__REQUIREMENT__.
Rewrite the items below, replacing "integer pixel coordinates" with "whole-number pixel coordinates" everywhere it occurs and changing nothing else.

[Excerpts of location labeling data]
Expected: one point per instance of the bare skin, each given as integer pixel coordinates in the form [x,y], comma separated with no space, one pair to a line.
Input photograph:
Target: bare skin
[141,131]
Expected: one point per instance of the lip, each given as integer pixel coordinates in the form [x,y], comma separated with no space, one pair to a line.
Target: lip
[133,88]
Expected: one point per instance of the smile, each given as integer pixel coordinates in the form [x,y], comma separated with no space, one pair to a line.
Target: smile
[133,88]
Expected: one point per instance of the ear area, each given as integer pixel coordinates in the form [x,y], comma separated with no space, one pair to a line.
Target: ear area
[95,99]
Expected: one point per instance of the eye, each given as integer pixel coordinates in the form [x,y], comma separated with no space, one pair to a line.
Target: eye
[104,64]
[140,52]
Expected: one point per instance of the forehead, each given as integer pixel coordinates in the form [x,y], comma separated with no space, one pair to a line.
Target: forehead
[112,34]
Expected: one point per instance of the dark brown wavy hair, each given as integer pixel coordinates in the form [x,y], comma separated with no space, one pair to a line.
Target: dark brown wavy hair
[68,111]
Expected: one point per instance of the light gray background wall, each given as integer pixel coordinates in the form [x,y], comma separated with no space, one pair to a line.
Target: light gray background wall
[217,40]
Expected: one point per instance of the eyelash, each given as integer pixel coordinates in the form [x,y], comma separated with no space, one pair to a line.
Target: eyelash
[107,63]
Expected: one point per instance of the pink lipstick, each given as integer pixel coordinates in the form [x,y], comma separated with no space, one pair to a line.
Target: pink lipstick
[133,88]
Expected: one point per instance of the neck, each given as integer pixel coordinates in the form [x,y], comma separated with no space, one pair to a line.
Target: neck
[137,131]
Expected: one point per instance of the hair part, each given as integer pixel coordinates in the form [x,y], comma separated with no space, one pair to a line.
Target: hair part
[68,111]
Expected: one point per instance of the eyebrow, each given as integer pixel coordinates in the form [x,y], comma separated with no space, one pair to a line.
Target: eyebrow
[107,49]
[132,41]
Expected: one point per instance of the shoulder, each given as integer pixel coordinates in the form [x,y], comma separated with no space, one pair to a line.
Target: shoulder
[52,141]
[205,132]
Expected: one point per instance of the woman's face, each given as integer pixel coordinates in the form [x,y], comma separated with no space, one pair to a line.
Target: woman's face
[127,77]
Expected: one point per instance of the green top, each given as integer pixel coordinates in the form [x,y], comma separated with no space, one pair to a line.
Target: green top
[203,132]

__SOLUTION TO THIS EXERCISE__.
Expected: one point per instance of the bare skin, each given as whole-number pixel coordinates in the form [x,y], comma separated with no space, one pair to a line.
Input photograph:
Target: bare skin
[141,131]
Expected: one point per instance of the lip, each given as whole-number pixel coordinates in the form [x,y], comma separated with no space, one pair to a line.
Target: lip
[133,88]
Expected: one point per instance of the smile, each given as whole-number pixel coordinates in the form [x,y], comma separated with no space, one pair to a line.
Target: smile
[133,88]
Expected: one point per instance of the ear area, each given as whole-number pixel coordinates in the form [x,y], comma separated with no space, one pair to a line.
Target: ear area
[95,99]
Expected: one point per instance of the eye, each given as whole-number pixel coordinates in the form [x,y], comma separated with no space, one pair to a line.
Target: eye
[104,64]
[140,52]
Expected: one point per instance of the forehead, each given as whole-number pixel coordinates in the form [x,y], comma separated with no space, one pair to a line.
Target: forehead
[112,34]
Expected: one point per instance of the dark brown wavy hair, each given as whole-number pixel coordinates in the form [x,y], comma separated with no space, one pair to a line.
Target: dark brown wavy hair
[68,111]
Expected: one point per instance of the light gray background wall, each given as whole-number pixel coordinates in the form [x,y], comma separated with no space, one pair to a line.
Target: light gray background wall
[217,40]
Expected: one point per instance of the eyelash, each given as whole-number pixel coordinates in the form [x,y], comma separated with no space, one pair to a line.
Target: eyelash
[107,63]
Expected: one point per instance of the pink lipstick, each given as whole-number pixel coordinates in the form [x,y], comma separated with no space, one pair to a line.
Target: pink lipstick
[133,88]
Expected: one point per instance of the neck, each given as whole-number pixel coordinates in the form [x,y], comma separated with no space, one pair to a line.
Target: neck
[137,131]
Expected: one point per instance of the hair part, each given as whole-number pixel coordinates in the form [x,y], comma separated with no space, one pair to a line.
Target: hair part
[68,111]
Expected: one point per instance of the eyebrow, each given as whole-number pixel coordinates in the form [x,y], comma separated with no space, one pair to a line.
Target: eyebrow
[107,49]
[132,41]
Expected: one point per instance of the shoulder, each given as whole-number pixel coordinates in the form [x,y], comma separated with no space, one pair to a line.
Target: shoulder
[52,141]
[205,132]
Expected: one point per instance of the woman's face, each given as whole-number pixel coordinates in the form [x,y], comma separated with no space, one pair to a line.
Target: woman's face
[127,77]
Expected: one point per instance of the green top, each given as whole-number pixel coordinates in the form [x,y], comma separated with no space, one pair to a line.
Target: green top
[203,132]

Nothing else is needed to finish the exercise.